_Your objective_
Count the lines below that contain the word "blue" and reply with only that number.

(Location annotation dataset excerpts)
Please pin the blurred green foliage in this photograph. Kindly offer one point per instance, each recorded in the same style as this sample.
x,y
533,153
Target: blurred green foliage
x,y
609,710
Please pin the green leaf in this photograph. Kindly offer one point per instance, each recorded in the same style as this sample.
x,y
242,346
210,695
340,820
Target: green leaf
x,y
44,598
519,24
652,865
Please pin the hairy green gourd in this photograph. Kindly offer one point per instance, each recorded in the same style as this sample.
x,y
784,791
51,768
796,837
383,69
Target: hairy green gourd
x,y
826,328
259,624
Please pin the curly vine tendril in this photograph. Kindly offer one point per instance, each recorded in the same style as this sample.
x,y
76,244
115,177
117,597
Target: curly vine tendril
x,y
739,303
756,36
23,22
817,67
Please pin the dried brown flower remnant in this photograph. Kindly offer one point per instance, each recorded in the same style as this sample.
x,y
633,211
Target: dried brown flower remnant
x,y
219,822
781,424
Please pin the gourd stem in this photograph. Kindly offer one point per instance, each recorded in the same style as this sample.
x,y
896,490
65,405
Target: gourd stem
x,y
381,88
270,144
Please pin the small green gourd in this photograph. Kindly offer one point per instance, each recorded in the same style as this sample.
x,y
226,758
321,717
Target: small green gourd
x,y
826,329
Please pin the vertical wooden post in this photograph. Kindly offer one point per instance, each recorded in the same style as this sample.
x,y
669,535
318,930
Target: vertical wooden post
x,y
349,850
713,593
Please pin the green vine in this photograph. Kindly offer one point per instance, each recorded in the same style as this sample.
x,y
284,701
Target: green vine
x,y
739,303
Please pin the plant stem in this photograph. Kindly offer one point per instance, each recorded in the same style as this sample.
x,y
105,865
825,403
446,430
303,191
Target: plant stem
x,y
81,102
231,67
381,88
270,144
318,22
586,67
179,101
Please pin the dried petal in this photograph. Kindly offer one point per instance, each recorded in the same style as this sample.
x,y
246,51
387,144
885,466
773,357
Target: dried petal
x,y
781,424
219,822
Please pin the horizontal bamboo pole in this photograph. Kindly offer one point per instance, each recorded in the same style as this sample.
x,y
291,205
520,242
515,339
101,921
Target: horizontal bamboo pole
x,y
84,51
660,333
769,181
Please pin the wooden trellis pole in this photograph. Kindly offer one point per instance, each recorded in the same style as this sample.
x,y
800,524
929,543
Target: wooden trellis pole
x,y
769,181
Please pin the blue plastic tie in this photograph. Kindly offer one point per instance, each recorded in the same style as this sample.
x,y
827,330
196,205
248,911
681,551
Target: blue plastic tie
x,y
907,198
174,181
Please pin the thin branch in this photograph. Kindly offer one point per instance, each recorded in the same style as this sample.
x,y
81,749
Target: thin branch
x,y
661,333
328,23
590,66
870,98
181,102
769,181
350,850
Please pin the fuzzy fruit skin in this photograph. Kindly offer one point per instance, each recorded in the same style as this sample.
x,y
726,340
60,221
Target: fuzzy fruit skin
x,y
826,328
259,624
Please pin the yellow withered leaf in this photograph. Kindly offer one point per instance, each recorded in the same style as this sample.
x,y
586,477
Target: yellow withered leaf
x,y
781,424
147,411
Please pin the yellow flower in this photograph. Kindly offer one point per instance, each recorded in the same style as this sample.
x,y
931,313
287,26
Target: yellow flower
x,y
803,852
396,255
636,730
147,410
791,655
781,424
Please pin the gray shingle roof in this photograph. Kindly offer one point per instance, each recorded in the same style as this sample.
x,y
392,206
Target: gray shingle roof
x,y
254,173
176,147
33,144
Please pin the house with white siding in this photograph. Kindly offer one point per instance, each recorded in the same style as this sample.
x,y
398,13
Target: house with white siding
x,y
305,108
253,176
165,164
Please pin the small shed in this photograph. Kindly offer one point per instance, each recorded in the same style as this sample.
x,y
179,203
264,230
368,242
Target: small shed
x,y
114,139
==
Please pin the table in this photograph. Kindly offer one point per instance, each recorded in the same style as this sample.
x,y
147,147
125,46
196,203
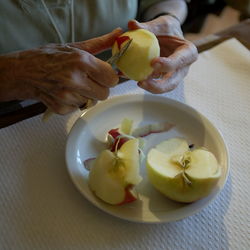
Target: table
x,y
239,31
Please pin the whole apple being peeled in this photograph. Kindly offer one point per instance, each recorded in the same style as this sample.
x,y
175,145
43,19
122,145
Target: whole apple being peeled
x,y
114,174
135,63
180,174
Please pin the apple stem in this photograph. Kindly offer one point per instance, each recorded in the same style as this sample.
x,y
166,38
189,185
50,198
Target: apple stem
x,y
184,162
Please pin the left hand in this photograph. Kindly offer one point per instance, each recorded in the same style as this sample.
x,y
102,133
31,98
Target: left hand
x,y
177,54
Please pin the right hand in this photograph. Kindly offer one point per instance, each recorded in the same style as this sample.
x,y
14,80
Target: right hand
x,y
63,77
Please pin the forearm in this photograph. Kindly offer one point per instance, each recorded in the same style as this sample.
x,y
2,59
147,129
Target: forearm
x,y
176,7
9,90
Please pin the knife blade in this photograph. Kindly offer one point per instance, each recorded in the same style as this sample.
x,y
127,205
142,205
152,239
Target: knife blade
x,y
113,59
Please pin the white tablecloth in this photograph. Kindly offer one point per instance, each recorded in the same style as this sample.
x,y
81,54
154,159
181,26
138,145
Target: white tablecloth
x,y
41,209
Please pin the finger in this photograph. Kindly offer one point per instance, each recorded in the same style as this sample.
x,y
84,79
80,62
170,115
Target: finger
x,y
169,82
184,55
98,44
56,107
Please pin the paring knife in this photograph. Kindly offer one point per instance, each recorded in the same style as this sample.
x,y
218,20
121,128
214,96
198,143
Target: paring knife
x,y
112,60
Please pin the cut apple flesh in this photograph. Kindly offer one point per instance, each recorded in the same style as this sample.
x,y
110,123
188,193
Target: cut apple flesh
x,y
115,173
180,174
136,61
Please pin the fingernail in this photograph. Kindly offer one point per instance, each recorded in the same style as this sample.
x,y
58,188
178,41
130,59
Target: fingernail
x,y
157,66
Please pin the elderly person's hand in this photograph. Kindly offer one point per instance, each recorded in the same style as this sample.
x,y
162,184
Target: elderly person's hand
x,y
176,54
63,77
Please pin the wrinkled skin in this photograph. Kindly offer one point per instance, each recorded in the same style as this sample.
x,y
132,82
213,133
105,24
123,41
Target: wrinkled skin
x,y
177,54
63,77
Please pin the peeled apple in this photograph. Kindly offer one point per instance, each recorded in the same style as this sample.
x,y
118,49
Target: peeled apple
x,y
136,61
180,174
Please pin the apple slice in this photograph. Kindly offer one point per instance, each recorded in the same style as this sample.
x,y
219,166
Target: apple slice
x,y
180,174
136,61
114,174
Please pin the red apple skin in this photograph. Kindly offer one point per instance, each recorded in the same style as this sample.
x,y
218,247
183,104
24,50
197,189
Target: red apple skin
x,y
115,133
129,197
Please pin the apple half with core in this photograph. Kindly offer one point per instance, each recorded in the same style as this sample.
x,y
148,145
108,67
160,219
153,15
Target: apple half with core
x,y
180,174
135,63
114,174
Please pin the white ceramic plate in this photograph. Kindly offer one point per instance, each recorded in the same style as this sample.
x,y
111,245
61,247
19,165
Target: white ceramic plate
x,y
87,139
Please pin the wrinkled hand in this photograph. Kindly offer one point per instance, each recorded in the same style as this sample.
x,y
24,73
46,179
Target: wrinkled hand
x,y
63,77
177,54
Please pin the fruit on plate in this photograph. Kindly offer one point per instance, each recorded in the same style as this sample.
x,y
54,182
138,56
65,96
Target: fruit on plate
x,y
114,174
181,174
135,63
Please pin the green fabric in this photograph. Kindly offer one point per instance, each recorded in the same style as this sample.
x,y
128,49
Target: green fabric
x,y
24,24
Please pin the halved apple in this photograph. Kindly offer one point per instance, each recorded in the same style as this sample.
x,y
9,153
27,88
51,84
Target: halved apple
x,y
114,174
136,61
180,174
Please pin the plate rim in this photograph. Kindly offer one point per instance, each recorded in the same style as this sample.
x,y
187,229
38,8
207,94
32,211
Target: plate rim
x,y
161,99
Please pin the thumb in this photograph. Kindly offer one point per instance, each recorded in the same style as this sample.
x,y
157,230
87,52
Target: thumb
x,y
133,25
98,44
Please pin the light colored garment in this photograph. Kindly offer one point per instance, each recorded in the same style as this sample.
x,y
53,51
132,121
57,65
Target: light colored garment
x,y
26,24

_Finished answer_
2